» TASK DETAILS
In the items that follow, copy out the lines starting at the one containing "If you could mark the menu board" and ending at the one containing "<point>682,609</point>", both included, with nothing changed.

» STORED DATA
○ ○ ○ ○ ○ ○ ○

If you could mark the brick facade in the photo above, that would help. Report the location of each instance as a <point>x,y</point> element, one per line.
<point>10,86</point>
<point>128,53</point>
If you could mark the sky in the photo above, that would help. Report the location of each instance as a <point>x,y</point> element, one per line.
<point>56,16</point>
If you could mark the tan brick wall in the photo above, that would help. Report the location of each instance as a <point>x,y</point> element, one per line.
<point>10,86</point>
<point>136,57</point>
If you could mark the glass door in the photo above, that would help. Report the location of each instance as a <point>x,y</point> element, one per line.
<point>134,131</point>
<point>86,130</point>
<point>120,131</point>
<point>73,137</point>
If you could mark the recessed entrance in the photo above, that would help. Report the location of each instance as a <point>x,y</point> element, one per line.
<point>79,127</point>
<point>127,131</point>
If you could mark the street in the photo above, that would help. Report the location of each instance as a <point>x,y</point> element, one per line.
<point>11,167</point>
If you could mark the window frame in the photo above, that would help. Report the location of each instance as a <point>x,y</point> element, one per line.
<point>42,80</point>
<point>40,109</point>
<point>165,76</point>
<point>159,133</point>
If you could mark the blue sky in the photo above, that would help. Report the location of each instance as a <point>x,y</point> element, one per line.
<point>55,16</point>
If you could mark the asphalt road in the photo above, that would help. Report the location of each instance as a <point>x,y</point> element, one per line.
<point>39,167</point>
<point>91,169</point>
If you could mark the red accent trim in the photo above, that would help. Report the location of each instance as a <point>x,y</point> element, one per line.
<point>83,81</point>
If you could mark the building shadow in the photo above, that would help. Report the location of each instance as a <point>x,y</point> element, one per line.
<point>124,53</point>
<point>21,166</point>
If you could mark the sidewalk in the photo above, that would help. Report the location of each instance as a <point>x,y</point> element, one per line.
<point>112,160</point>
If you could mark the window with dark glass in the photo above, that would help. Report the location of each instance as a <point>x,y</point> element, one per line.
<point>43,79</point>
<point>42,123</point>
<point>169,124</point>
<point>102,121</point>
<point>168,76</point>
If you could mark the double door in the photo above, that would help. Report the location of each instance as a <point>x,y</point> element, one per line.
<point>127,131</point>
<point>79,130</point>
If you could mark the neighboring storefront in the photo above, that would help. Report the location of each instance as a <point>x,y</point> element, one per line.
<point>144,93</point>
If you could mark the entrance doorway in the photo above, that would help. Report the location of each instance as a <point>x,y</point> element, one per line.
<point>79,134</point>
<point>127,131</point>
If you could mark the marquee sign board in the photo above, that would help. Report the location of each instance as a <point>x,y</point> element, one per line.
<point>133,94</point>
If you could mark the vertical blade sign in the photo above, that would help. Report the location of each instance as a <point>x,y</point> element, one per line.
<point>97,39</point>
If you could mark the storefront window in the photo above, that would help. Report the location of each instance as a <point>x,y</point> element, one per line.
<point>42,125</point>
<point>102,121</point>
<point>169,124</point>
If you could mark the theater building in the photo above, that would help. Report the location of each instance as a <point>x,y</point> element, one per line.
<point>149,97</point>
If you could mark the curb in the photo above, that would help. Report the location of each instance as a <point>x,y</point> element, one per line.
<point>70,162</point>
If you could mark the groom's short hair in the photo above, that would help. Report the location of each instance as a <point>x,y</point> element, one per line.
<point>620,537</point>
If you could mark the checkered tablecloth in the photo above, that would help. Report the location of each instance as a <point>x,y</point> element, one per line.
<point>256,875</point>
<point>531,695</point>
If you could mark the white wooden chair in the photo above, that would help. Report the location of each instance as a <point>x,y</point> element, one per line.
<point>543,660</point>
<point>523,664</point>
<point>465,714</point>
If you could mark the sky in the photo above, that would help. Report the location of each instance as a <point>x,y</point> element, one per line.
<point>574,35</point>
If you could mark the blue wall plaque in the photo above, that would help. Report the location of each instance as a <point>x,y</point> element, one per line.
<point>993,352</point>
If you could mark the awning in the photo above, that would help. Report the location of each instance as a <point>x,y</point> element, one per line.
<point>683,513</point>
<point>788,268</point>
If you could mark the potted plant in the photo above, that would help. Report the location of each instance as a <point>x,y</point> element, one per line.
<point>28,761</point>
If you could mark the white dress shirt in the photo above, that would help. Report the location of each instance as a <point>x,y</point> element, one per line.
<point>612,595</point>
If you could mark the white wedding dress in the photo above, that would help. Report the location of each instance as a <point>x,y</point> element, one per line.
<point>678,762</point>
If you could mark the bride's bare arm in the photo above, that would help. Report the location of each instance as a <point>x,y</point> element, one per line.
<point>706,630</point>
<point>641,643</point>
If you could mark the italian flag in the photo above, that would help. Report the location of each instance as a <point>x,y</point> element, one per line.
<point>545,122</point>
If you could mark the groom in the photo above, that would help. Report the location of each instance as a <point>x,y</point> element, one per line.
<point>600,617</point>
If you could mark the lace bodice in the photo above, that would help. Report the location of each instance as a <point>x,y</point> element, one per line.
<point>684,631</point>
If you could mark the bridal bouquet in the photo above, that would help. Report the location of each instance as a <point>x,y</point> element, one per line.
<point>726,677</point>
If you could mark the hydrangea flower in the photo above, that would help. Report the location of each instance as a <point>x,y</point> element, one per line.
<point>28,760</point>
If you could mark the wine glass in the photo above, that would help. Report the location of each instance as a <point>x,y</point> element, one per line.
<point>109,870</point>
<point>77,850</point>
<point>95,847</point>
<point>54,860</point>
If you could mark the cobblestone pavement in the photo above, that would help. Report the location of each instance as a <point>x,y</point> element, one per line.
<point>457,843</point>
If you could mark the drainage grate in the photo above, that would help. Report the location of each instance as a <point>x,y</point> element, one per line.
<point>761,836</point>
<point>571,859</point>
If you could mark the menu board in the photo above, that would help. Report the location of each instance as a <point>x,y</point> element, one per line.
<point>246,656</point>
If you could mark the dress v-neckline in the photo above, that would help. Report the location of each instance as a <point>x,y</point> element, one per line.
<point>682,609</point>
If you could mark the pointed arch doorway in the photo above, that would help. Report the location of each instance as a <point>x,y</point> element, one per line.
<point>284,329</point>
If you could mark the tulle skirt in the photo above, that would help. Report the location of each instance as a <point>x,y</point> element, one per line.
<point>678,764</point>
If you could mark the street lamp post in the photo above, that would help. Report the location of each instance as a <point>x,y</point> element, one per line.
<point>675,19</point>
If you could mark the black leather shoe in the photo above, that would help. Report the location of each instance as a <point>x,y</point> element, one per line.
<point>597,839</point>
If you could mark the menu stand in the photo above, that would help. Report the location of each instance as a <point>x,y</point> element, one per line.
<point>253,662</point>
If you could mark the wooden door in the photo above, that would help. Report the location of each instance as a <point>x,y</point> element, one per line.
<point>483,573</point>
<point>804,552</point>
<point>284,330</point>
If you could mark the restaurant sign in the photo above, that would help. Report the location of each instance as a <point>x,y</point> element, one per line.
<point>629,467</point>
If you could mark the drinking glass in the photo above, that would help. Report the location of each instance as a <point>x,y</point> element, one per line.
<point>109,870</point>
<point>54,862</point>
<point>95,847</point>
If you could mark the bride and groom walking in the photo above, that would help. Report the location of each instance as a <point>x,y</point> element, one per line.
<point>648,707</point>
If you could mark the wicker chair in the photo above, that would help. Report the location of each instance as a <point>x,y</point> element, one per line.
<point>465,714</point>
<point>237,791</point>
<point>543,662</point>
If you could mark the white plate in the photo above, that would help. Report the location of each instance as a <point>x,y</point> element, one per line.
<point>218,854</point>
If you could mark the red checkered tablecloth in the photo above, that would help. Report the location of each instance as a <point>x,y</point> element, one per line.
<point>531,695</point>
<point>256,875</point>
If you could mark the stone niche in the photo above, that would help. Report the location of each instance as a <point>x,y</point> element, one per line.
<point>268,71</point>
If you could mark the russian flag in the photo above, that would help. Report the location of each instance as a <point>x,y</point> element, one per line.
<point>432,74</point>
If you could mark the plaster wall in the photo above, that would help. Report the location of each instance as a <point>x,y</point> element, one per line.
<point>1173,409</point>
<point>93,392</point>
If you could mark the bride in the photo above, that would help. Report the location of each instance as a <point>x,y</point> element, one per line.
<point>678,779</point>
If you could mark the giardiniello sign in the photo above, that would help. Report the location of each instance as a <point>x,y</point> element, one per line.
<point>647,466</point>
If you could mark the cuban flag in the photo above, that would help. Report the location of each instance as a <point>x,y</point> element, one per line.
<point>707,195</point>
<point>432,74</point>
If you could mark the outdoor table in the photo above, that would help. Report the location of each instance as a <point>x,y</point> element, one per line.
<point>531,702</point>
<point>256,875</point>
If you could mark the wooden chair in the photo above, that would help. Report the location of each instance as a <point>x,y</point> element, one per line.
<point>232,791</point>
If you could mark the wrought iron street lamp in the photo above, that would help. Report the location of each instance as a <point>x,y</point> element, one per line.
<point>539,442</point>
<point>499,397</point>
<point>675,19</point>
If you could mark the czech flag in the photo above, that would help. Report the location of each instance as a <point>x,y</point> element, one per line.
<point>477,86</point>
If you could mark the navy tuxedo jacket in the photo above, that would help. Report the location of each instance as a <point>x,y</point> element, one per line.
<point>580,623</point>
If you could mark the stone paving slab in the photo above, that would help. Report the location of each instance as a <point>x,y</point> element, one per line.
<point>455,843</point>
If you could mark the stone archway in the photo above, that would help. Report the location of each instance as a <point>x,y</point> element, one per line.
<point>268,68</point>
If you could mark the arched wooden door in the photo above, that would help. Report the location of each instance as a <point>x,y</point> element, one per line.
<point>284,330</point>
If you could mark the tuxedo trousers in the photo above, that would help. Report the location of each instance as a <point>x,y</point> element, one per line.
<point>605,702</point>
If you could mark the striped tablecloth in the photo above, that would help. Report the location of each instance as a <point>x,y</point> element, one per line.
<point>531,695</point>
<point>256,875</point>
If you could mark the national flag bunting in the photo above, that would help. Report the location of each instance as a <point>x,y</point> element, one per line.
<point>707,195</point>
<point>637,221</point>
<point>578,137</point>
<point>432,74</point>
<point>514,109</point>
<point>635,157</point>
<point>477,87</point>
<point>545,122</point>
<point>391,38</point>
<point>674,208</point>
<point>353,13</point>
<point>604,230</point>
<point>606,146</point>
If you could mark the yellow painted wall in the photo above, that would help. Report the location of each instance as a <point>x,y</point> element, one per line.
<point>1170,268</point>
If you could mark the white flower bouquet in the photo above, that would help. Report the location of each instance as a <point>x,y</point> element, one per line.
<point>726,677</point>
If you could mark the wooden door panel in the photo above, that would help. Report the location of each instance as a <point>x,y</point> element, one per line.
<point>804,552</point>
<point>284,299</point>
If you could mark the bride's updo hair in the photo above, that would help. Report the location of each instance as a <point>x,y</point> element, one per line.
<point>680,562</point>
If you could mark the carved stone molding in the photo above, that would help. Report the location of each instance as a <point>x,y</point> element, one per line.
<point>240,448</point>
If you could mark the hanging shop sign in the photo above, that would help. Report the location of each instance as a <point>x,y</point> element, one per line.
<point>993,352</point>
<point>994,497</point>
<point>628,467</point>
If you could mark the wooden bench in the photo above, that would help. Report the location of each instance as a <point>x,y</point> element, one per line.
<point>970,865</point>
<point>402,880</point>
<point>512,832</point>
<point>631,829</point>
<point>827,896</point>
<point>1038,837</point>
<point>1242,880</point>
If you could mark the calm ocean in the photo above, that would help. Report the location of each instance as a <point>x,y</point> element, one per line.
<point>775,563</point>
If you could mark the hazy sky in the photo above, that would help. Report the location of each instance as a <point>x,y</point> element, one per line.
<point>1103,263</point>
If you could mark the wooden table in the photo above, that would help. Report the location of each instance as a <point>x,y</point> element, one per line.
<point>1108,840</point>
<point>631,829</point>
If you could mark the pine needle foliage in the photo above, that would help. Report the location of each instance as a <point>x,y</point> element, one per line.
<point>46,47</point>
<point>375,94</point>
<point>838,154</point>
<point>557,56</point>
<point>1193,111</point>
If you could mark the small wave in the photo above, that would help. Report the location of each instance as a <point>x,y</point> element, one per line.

○ ○ ○ ○ ○ ○ ○

» THE REPLY
If you could mark the menu board in the photo above, that would help. Report the location of each instance as a <point>x,y</point> element, one per line.
<point>246,656</point>
If you could mark the dress v-neckline in the photo above, that would help. Report the location of each instance as a <point>x,y</point> element, one per line.
<point>682,609</point>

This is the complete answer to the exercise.